§ **DIRECTIVE**: Keep only those lines of the records below that contain the string "flower", and treat uppercase and lowercase letters as different.

§ **INFORMATION SHOWN**:

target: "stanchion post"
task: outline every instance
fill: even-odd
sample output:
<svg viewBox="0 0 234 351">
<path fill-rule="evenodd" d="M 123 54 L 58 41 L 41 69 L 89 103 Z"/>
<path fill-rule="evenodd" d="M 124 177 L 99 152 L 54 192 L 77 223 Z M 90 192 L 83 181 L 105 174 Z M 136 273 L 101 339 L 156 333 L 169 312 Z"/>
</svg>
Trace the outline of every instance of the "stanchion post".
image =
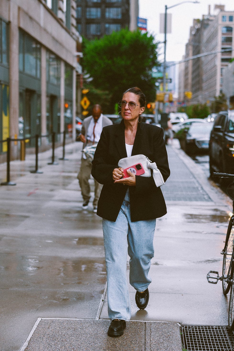
<svg viewBox="0 0 234 351">
<path fill-rule="evenodd" d="M 36 134 L 35 135 L 35 154 L 36 157 L 36 164 L 34 171 L 31 171 L 31 173 L 43 173 L 43 172 L 38 171 L 38 139 L 39 135 Z"/>
<path fill-rule="evenodd" d="M 11 161 L 11 138 L 7 139 L 7 181 L 0 184 L 1 185 L 16 185 L 15 183 L 10 181 L 10 161 Z"/>
<path fill-rule="evenodd" d="M 55 145 L 55 132 L 52 132 L 52 160 L 48 163 L 48 165 L 58 165 L 58 162 L 54 162 L 54 147 Z"/>
<path fill-rule="evenodd" d="M 66 139 L 66 131 L 64 130 L 64 131 L 63 133 L 63 140 L 62 140 L 62 157 L 61 158 L 60 158 L 60 160 L 64 160 L 65 161 L 67 161 L 68 159 L 65 158 L 65 143 Z"/>
</svg>

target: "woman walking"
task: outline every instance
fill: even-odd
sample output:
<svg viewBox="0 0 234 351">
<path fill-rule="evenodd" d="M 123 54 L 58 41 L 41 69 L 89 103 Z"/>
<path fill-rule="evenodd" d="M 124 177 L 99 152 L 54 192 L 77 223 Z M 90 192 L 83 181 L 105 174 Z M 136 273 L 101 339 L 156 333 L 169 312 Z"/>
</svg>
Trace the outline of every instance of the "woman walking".
<svg viewBox="0 0 234 351">
<path fill-rule="evenodd" d="M 102 218 L 107 281 L 108 313 L 112 322 L 109 336 L 123 333 L 131 316 L 126 276 L 130 256 L 129 282 L 136 290 L 138 307 L 143 309 L 149 300 L 148 275 L 153 257 L 156 219 L 166 213 L 166 204 L 152 174 L 123 178 L 119 160 L 143 154 L 155 162 L 166 181 L 170 174 L 163 131 L 141 123 L 145 97 L 137 87 L 123 94 L 119 106 L 122 120 L 105 127 L 92 162 L 92 174 L 103 184 L 97 214 Z"/>
</svg>

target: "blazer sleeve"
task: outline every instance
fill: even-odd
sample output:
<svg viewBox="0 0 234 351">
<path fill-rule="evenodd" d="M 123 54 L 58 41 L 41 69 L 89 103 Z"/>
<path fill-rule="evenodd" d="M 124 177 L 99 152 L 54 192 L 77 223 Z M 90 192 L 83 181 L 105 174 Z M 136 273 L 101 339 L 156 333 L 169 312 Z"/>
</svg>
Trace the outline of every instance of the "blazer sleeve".
<svg viewBox="0 0 234 351">
<path fill-rule="evenodd" d="M 109 147 L 107 128 L 102 129 L 92 161 L 91 174 L 97 181 L 102 184 L 113 183 L 112 172 L 118 167 L 118 165 L 109 164 L 107 158 Z"/>
<path fill-rule="evenodd" d="M 163 132 L 161 128 L 157 129 L 154 133 L 152 149 L 153 157 L 152 162 L 155 162 L 165 182 L 170 175 L 170 170 L 168 163 L 167 153 L 163 139 Z M 151 177 L 142 177 L 136 176 L 136 186 L 134 191 L 138 193 L 144 193 L 149 191 L 152 187 L 156 187 L 151 171 Z"/>
</svg>

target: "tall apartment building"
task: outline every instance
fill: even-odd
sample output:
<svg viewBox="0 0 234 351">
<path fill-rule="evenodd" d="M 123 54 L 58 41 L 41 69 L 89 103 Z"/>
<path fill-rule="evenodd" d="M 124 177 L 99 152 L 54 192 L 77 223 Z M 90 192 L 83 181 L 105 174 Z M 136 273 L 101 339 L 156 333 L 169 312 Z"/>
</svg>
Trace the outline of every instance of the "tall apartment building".
<svg viewBox="0 0 234 351">
<path fill-rule="evenodd" d="M 223 6 L 204 32 L 203 51 L 219 52 L 203 58 L 204 102 L 222 92 L 223 70 L 234 56 L 234 11 L 225 11 Z"/>
<path fill-rule="evenodd" d="M 138 0 L 76 0 L 78 31 L 88 39 L 137 28 Z"/>
<path fill-rule="evenodd" d="M 0 140 L 48 135 L 74 125 L 82 38 L 75 0 L 1 0 Z M 58 139 L 57 139 L 58 140 Z M 50 138 L 40 139 L 42 149 Z M 12 156 L 19 143 L 11 143 Z M 6 143 L 0 142 L 0 161 Z"/>
<path fill-rule="evenodd" d="M 223 5 L 215 5 L 214 15 L 210 10 L 201 20 L 194 20 L 186 46 L 186 58 L 217 52 L 185 63 L 184 90 L 192 92 L 192 103 L 205 103 L 222 92 L 223 70 L 232 57 L 234 12 Z"/>
</svg>

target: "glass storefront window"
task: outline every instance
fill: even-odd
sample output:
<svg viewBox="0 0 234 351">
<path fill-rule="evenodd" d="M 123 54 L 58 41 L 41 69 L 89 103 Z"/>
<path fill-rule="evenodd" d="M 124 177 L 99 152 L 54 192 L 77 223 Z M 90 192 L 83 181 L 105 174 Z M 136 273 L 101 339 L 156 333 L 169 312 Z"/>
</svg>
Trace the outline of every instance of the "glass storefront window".
<svg viewBox="0 0 234 351">
<path fill-rule="evenodd" d="M 121 18 L 122 14 L 120 7 L 108 7 L 106 9 L 106 18 Z"/>
<path fill-rule="evenodd" d="M 64 101 L 64 128 L 66 133 L 72 134 L 72 102 L 69 100 Z"/>
<path fill-rule="evenodd" d="M 231 37 L 222 37 L 222 42 L 230 44 L 232 42 L 232 38 Z"/>
<path fill-rule="evenodd" d="M 46 134 L 50 134 L 52 130 L 50 98 L 47 96 L 46 97 Z"/>
<path fill-rule="evenodd" d="M 119 32 L 121 29 L 121 26 L 118 24 L 106 23 L 106 34 L 111 34 L 113 32 Z"/>
<path fill-rule="evenodd" d="M 81 8 L 80 6 L 76 7 L 76 18 L 81 18 Z"/>
<path fill-rule="evenodd" d="M 60 84 L 60 62 L 58 57 L 50 52 L 46 52 L 46 80 L 56 85 Z"/>
<path fill-rule="evenodd" d="M 26 33 L 19 35 L 20 70 L 36 78 L 41 77 L 41 46 Z"/>
<path fill-rule="evenodd" d="M 222 28 L 222 33 L 232 33 L 232 28 L 231 27 L 223 27 Z"/>
<path fill-rule="evenodd" d="M 8 65 L 8 25 L 0 18 L 0 64 Z"/>
</svg>

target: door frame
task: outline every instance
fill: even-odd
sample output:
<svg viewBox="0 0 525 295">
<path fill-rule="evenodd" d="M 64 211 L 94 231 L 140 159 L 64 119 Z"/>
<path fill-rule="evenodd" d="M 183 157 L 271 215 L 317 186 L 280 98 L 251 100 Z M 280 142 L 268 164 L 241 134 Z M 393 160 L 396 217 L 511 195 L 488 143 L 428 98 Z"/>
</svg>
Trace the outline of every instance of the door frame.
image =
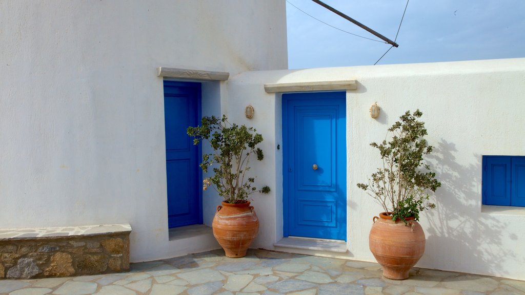
<svg viewBox="0 0 525 295">
<path fill-rule="evenodd" d="M 287 122 L 289 117 L 289 114 L 288 112 L 287 103 L 286 102 L 288 99 L 286 99 L 283 94 L 289 94 L 289 93 L 325 93 L 325 92 L 344 92 L 345 93 L 345 109 L 344 110 L 344 115 L 345 115 L 345 124 L 344 125 L 344 134 L 346 135 L 344 140 L 345 149 L 344 150 L 344 156 L 345 157 L 345 160 L 348 161 L 348 133 L 347 133 L 347 128 L 346 126 L 348 125 L 348 112 L 346 112 L 346 92 L 345 90 L 334 90 L 334 91 L 307 91 L 307 92 L 286 92 L 283 93 L 281 94 L 281 142 L 283 143 L 283 149 L 282 149 L 282 235 L 283 237 L 286 237 L 289 236 L 289 222 L 288 220 L 289 218 L 289 206 L 288 204 L 289 201 L 289 192 L 288 187 L 289 185 L 289 182 L 288 180 L 288 167 L 287 163 L 288 161 L 288 155 L 287 151 L 288 151 L 288 148 L 285 147 L 285 145 L 287 143 L 285 142 L 285 140 L 288 140 L 288 128 L 287 125 Z M 322 99 L 318 99 L 318 101 L 322 100 Z M 286 124 L 286 125 L 285 125 Z M 285 126 L 286 128 L 285 128 Z M 348 207 L 348 173 L 346 171 L 346 167 L 344 168 L 345 175 L 344 177 L 346 181 L 346 185 L 342 189 L 346 193 L 345 194 L 345 206 Z M 345 238 L 344 241 L 346 241 L 348 240 L 348 208 L 345 210 L 345 214 L 344 216 L 345 218 Z M 305 238 L 312 238 L 316 239 L 322 239 L 319 238 L 309 238 L 307 237 L 304 237 Z"/>
<path fill-rule="evenodd" d="M 183 81 L 183 80 L 182 80 L 182 81 L 181 80 L 171 80 L 171 79 L 163 79 L 163 81 L 162 81 L 163 108 L 164 108 L 163 100 L 164 99 L 164 98 L 166 97 L 166 93 L 165 93 L 165 91 L 164 91 L 164 86 L 166 86 L 166 85 L 168 85 L 167 86 L 172 86 L 172 87 L 190 87 L 196 88 L 197 89 L 197 124 L 201 124 L 201 119 L 202 118 L 202 83 L 200 82 L 193 82 L 193 81 Z M 163 111 L 164 111 L 164 110 L 163 110 Z M 163 112 L 163 113 L 165 113 L 164 111 Z M 165 116 L 164 116 L 163 118 L 164 120 L 165 121 L 166 118 L 165 118 Z M 164 126 L 164 136 L 165 136 L 165 133 L 166 133 L 165 126 Z M 188 135 L 188 138 L 189 138 L 189 137 L 190 136 Z M 164 150 L 165 150 L 165 154 L 164 154 L 164 155 L 165 155 L 165 150 L 166 150 L 166 143 L 165 143 L 165 141 L 164 142 Z M 165 159 L 164 160 L 165 160 L 164 161 L 164 163 L 165 164 L 165 162 L 166 162 L 166 159 Z M 196 188 L 195 188 L 195 189 L 197 190 L 197 194 L 198 194 L 198 195 L 197 195 L 198 197 L 197 197 L 198 198 L 198 208 L 197 208 L 197 213 L 198 214 L 198 216 L 197 217 L 197 223 L 196 223 L 196 224 L 187 224 L 187 225 L 180 225 L 180 226 L 175 226 L 175 227 L 170 227 L 170 224 L 169 224 L 169 221 L 168 220 L 166 220 L 167 223 L 168 224 L 168 228 L 169 229 L 170 229 L 170 228 L 176 228 L 177 227 L 180 227 L 181 226 L 187 226 L 187 225 L 192 225 L 193 224 L 203 224 L 203 223 L 204 223 L 204 222 L 203 222 L 203 192 L 202 192 L 202 189 L 201 189 L 201 184 L 202 184 L 203 174 L 202 174 L 202 170 L 201 169 L 201 167 L 198 165 L 201 163 L 201 162 L 202 162 L 202 144 L 199 144 L 198 145 L 198 146 L 197 146 L 197 167 L 196 167 L 196 168 L 197 168 L 197 173 L 198 176 L 197 176 L 197 181 L 196 181 Z M 165 166 L 164 167 L 164 173 L 165 173 L 165 178 L 166 180 L 166 182 L 167 182 L 167 167 L 166 167 Z M 166 206 L 167 206 L 167 184 L 166 184 Z M 166 210 L 166 213 L 167 213 L 167 210 Z M 169 215 L 168 215 L 167 216 L 169 216 Z"/>
</svg>

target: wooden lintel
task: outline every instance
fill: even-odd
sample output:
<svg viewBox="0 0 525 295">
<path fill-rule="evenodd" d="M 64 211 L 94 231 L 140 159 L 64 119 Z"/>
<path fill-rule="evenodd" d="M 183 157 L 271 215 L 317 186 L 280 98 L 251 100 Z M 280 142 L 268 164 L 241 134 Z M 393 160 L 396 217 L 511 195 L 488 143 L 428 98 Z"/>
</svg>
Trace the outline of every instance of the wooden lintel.
<svg viewBox="0 0 525 295">
<path fill-rule="evenodd" d="M 157 76 L 163 78 L 182 80 L 226 81 L 229 78 L 229 73 L 160 67 L 157 69 Z"/>
<path fill-rule="evenodd" d="M 321 82 L 301 82 L 299 83 L 277 83 L 276 84 L 265 84 L 264 86 L 265 91 L 268 93 L 327 90 L 355 90 L 357 89 L 357 82 L 355 80 L 325 81 Z"/>
</svg>

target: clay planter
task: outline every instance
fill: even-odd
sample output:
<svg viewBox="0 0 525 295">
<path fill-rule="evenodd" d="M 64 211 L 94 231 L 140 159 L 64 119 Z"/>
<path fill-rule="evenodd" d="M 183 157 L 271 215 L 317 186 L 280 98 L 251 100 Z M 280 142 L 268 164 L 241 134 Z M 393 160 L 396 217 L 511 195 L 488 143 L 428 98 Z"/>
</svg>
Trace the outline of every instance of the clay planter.
<svg viewBox="0 0 525 295">
<path fill-rule="evenodd" d="M 369 236 L 370 251 L 383 266 L 383 275 L 393 280 L 408 278 L 408 271 L 425 252 L 425 233 L 417 222 L 392 221 L 382 212 L 374 216 Z"/>
<path fill-rule="evenodd" d="M 213 235 L 228 257 L 244 257 L 259 232 L 259 219 L 250 202 L 217 206 Z"/>
</svg>

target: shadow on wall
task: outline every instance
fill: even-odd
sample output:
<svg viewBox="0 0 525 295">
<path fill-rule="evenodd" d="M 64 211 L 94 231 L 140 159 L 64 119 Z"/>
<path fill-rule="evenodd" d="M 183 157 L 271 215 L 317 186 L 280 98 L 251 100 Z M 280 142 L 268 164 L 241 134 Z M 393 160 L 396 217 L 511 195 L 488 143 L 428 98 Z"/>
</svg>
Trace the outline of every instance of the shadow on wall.
<svg viewBox="0 0 525 295">
<path fill-rule="evenodd" d="M 455 144 L 442 139 L 434 148 L 428 157 L 442 187 L 437 191 L 436 209 L 426 214 L 430 226 L 425 264 L 443 270 L 508 274 L 502 273 L 502 264 L 516 257 L 501 249 L 508 225 L 480 213 L 481 155 L 473 155 L 478 161 L 475 164 L 463 166 L 454 156 L 458 151 Z"/>
</svg>

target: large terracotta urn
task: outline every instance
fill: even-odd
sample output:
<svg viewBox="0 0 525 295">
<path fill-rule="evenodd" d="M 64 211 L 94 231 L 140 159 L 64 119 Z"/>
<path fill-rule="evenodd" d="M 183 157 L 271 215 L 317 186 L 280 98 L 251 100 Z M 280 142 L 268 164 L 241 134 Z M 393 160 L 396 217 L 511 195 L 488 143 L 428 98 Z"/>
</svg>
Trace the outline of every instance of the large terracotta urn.
<svg viewBox="0 0 525 295">
<path fill-rule="evenodd" d="M 244 257 L 259 232 L 259 219 L 250 202 L 217 206 L 213 235 L 228 257 Z"/>
<path fill-rule="evenodd" d="M 425 252 L 425 233 L 417 222 L 406 218 L 408 224 L 393 221 L 385 212 L 373 218 L 370 230 L 370 251 L 383 266 L 383 275 L 393 280 L 408 278 L 408 272 Z"/>
</svg>

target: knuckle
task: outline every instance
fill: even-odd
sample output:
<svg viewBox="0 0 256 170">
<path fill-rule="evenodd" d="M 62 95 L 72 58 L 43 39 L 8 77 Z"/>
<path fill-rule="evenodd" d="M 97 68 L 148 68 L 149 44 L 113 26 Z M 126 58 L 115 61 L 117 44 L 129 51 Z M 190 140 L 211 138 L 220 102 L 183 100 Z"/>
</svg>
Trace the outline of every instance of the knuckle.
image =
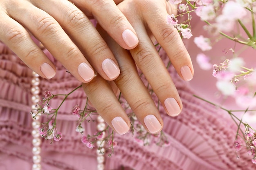
<svg viewBox="0 0 256 170">
<path fill-rule="evenodd" d="M 27 51 L 24 55 L 24 59 L 32 61 L 34 59 L 39 55 L 39 51 L 38 49 L 34 49 Z"/>
<path fill-rule="evenodd" d="M 115 25 L 115 26 L 118 26 L 124 20 L 124 16 L 121 15 L 117 15 L 117 16 L 110 19 L 109 24 L 110 25 Z"/>
<path fill-rule="evenodd" d="M 78 56 L 79 50 L 75 46 L 71 46 L 67 49 L 68 50 L 65 53 L 65 60 L 74 60 L 74 57 Z"/>
<path fill-rule="evenodd" d="M 135 60 L 139 64 L 147 65 L 154 57 L 152 49 L 146 47 L 141 47 L 134 54 Z"/>
<path fill-rule="evenodd" d="M 108 49 L 108 46 L 106 43 L 99 40 L 94 42 L 96 45 L 92 46 L 90 49 L 92 56 L 96 56 L 101 55 L 102 53 Z"/>
<path fill-rule="evenodd" d="M 141 99 L 138 100 L 135 103 L 134 105 L 131 106 L 131 107 L 135 112 L 137 110 L 144 110 L 144 108 L 147 108 L 148 106 L 151 104 L 150 100 L 148 99 Z"/>
<path fill-rule="evenodd" d="M 16 44 L 23 40 L 26 34 L 20 29 L 12 28 L 6 33 L 6 39 L 11 43 Z"/>
<path fill-rule="evenodd" d="M 57 23 L 50 17 L 47 17 L 39 18 L 36 27 L 37 30 L 41 33 L 54 31 L 56 27 Z"/>
<path fill-rule="evenodd" d="M 160 37 L 164 41 L 171 42 L 175 36 L 174 30 L 170 26 L 165 27 L 160 32 Z"/>
<path fill-rule="evenodd" d="M 119 86 L 129 86 L 130 84 L 135 84 L 134 83 L 135 80 L 134 78 L 134 73 L 129 66 L 127 65 L 122 66 L 121 67 L 121 70 L 119 76 L 114 80 Z"/>
<path fill-rule="evenodd" d="M 81 11 L 78 9 L 74 9 L 71 11 L 66 17 L 67 23 L 72 25 L 77 26 L 81 26 L 81 24 L 89 21 L 86 16 Z"/>
</svg>

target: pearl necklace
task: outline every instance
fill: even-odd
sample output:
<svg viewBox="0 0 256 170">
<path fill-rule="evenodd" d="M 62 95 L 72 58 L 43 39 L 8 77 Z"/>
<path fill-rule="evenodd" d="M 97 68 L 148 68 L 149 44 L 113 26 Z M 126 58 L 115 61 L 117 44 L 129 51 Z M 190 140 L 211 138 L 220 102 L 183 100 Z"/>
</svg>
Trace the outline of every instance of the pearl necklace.
<svg viewBox="0 0 256 170">
<path fill-rule="evenodd" d="M 33 148 L 32 149 L 32 152 L 33 156 L 32 157 L 33 164 L 32 166 L 32 170 L 41 170 L 42 169 L 42 166 L 41 165 L 41 156 L 40 153 L 41 152 L 41 136 L 39 134 L 38 128 L 40 127 L 40 121 L 39 121 L 40 116 L 36 115 L 36 104 L 40 101 L 40 97 L 39 94 L 40 93 L 40 89 L 39 85 L 40 84 L 40 79 L 39 78 L 39 75 L 37 74 L 36 72 L 33 71 L 32 72 L 33 78 L 31 81 L 32 86 L 31 89 L 31 93 L 32 93 L 31 100 L 32 104 L 31 106 L 32 110 L 32 117 L 33 121 L 32 122 L 32 127 L 33 130 L 31 134 L 33 137 L 32 140 L 32 144 L 33 144 Z M 106 124 L 105 123 L 104 120 L 101 116 L 98 116 L 97 117 L 97 130 L 103 130 L 106 127 Z M 97 142 L 97 146 L 99 147 L 101 144 L 101 146 L 103 147 L 101 151 L 101 152 L 105 152 L 104 147 L 104 144 L 100 141 L 102 140 L 106 136 L 105 132 L 103 132 L 101 138 L 99 139 L 98 141 Z M 98 164 L 97 166 L 97 169 L 98 170 L 104 170 L 104 162 L 105 157 L 103 155 L 100 153 L 100 151 L 98 150 L 97 150 L 97 162 Z"/>
</svg>

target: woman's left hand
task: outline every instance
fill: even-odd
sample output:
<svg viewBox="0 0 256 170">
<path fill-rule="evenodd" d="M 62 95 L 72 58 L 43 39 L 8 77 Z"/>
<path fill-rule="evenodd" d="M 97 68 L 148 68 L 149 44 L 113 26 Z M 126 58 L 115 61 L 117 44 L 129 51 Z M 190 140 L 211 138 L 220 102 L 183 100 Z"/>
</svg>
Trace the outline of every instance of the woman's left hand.
<svg viewBox="0 0 256 170">
<path fill-rule="evenodd" d="M 135 29 L 139 43 L 134 49 L 121 48 L 100 26 L 97 29 L 115 56 L 121 74 L 115 82 L 132 109 L 147 130 L 159 132 L 163 122 L 154 102 L 138 74 L 141 70 L 166 113 L 180 113 L 181 100 L 166 66 L 151 39 L 152 35 L 166 51 L 179 75 L 192 79 L 193 70 L 190 56 L 176 28 L 166 22 L 175 12 L 165 0 L 125 0 L 118 7 Z M 136 63 L 136 64 L 135 64 Z M 83 84 L 89 99 L 101 117 L 119 134 L 127 132 L 130 121 L 108 83 L 100 76 Z"/>
</svg>

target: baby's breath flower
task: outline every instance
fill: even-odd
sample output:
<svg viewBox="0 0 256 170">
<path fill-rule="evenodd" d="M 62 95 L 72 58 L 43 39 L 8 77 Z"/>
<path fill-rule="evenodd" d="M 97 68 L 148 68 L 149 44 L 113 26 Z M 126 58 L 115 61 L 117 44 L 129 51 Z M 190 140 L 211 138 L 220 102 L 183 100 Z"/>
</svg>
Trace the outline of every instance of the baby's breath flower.
<svg viewBox="0 0 256 170">
<path fill-rule="evenodd" d="M 176 18 L 174 14 L 172 14 L 171 15 L 167 15 L 167 24 L 171 25 L 174 25 L 178 23 L 178 21 Z"/>
<path fill-rule="evenodd" d="M 57 133 L 57 134 L 55 135 L 54 137 L 54 139 L 55 141 L 58 141 L 61 139 L 62 137 L 62 134 L 61 133 L 61 132 L 59 132 Z"/>
<path fill-rule="evenodd" d="M 72 114 L 74 115 L 78 115 L 79 112 L 80 110 L 80 108 L 78 104 L 74 106 L 72 109 Z"/>
</svg>

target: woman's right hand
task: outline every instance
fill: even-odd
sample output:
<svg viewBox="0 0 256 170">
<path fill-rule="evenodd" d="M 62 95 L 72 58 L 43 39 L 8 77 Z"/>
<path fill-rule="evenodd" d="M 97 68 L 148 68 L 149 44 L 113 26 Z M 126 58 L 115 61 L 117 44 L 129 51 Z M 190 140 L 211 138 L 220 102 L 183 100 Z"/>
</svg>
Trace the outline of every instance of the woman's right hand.
<svg viewBox="0 0 256 170">
<path fill-rule="evenodd" d="M 137 45 L 134 29 L 112 0 L 72 2 L 83 11 L 67 0 L 1 0 L 0 41 L 43 77 L 51 78 L 56 69 L 30 33 L 80 81 L 92 80 L 94 69 L 115 79 L 120 73 L 117 60 L 85 13 L 126 49 Z"/>
</svg>

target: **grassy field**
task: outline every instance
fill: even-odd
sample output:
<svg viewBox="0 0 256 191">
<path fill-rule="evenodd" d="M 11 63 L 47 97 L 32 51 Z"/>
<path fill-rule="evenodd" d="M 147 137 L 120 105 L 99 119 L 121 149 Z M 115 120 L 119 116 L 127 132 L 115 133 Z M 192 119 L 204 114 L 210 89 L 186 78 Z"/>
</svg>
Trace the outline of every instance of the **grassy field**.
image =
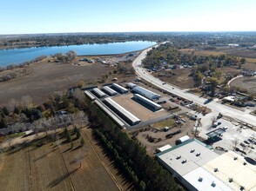
<svg viewBox="0 0 256 191">
<path fill-rule="evenodd" d="M 232 81 L 231 87 L 239 87 L 241 89 L 246 89 L 247 92 L 256 95 L 256 77 L 240 77 Z"/>
<path fill-rule="evenodd" d="M 11 98 L 19 100 L 30 96 L 36 104 L 45 101 L 54 91 L 64 91 L 80 81 L 94 82 L 111 70 L 105 65 L 96 63 L 73 66 L 71 63 L 41 62 L 31 64 L 24 76 L 0 82 L 1 104 Z"/>
<path fill-rule="evenodd" d="M 91 129 L 84 132 L 91 135 Z M 0 171 L 0 190 L 123 190 L 124 180 L 117 181 L 118 175 L 111 173 L 115 169 L 94 148 L 98 146 L 84 130 L 82 135 L 83 147 L 79 140 L 74 140 L 71 147 L 61 139 L 60 144 L 49 142 L 7 153 Z M 81 168 L 77 158 L 83 158 Z"/>
<path fill-rule="evenodd" d="M 189 76 L 191 71 L 191 69 L 178 69 L 172 70 L 171 76 L 158 76 L 158 73 L 153 73 L 153 76 L 175 86 L 192 89 L 194 87 L 194 81 L 192 76 Z"/>
</svg>

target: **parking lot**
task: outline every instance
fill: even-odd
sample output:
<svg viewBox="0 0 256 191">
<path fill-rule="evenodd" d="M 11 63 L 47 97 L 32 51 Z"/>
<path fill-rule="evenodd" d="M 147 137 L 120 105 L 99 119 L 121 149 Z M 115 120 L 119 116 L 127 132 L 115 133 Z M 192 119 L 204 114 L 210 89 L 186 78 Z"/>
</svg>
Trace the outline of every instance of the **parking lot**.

§ **COMPLETED EXERCISE**:
target: baby's breath flower
Trace the outline of every instance of the baby's breath flower.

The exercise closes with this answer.